5 lat RODO – drewniane gody, czyli kiedy to minęło?

25 maja 2018 r. to chyba już historyczna data. Wtedy zaczęliśmy stosować RODO, czyli Ogólne Rozporządzenie o Ochronie Danych. I o ile np. w Polsce nie była to za duża rewolucja pod kątem zasad jakimi się rządziła ochrona danych osobowych, o tyle była to już rewolucja jeśli chodzi o możliwości nakładania kar.

To jest coś, co wszystkich przerażało. Widmo 20.000.000 kary w euraskach, albo nawet do 4% obrotu za ubiegły rok (zależy co wyższe).

Do tego, przez to, że RODO było „nowym” aktem, który regulował kwestię ochrony danych na tak wysokim poziomie, bo na poziomie unijnym, to stało się jednym z najbardziej niezrozumianych aktów w historii. Wszyscy pamiętamy chyba tzw. absurdy RODO jak:

  • szafki zgodne z RODO 🧰
  • niszczarki zgodne z RODO 🖨️
  • wywoływanie w kolejce po pseudonimie zamiast po nazwisku 🧸🪅 🤠
  • odmawianie udzielenia informacji „bo RODO”  🤐

Przykłady można mnożyć.

● WIERSZE DANYCH:
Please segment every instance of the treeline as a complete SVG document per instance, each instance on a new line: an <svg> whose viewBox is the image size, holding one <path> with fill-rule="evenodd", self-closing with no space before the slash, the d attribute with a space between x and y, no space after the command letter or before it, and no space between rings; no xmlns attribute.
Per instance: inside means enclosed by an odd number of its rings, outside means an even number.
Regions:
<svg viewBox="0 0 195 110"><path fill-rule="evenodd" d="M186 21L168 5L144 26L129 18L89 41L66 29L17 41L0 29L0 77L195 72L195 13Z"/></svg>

● CZĘŚCI ZADANIA:
1. Od jakiego dnia według tekstu o pięciu latach RODO zaczęto stosować to rozporządzenie?
2. Przepisz wiernie fragment tekstu o pięciu latach RODO, zaczynając od słów „25 maja 2018” i kończąc na słowach „Przykłady można mnożyć.”.
3. Dopisz ciąg dalszy tekstu o pięciu latach RODO, zaczynając tuż po jego ostatnim zdaniu.

● WYNIKI PO KOLEI:
1. Od 25 maja 2018 r.

2.
25 maja 2018 r. to chyba już historyczna data. Wtedy zaczęliśmy stosować RODO, czyli Ogólne Rozporządzenie o Ochronie Danych. I o ile np. w Polsce nie była to za duża rewolucja pod kątem zasad jakimi się rządziła ochrona danych osobowych, o tyle była to już rewolucja jeśli chodzi o możliwości nakładania kar.

To jest coś, co wszystkich przerażało. Widmo 20.000.000 kary w euraskach, albo nawet do 4% obrotu za ubiegły rok (zależy co wyższe).

Do tego, przez to, że RODO było „nowym” aktem, który regulował kwestię ochrony danych na tak wysokim poziomie, bo na poziomie unijnym, to stało się jednym z najbardziej niezrozumianych aktów w historii. Wszyscy pamiętamy chyba tzw. absurdy RODO jak:

  • szafki zgodne z RODO 🧰
  • niszczarki zgodne z RODO 🖨️
  • wywoływanie w kolejce po pseudonimie zamiast po nazwisku 🧸🪅 🤠
  • odmawianie udzielenia informacji „bo RODO”  🤐

Przykłady można mnożyć.

3.
***

Co się zmieniło po tych 5 latach? Jak to wpłynęło na ochronę danych w UE? Czy miało to wpływ na to co się dzieje z danymi poza UE?

Krótkie odpowiedzi na każde pytania po kolei:

  • dużo
  • mocno
  • tak

Nieco dłuższe odpowiedzi:

Co się zmieniło?

Przede wszystkim podejście nie tylko administratorów i podmiotów przetwarzających, ale przede wszystkim nas – podmiotów danych. Zaczęliśmy zwracać więcej uwagi na to, co się dzieje z naszymi danymi, dlaczego ciągle dostajemy maile, mimo że nie chcemy. 

Jak to wpłynęło na ODO w Unii?

Rozpoczęło harmonizację całego systemu ochrony danych. Pozwoliło na wymianę informacji pomiędzy różnymi organami ochrony danych z różnych krajów UE, wymianę doświadczeń. Dzięki „temu RODU” możemy oczekiwać, jako obywatele UE, że nasze dane będą chronione w całej Unii, bez względu na to w którym kraju jesteśmy, ani bez względu na to w którym kraju są przetwarzane nasze dane.

Czy miało to wpływ na to co się dzieje poza Unią?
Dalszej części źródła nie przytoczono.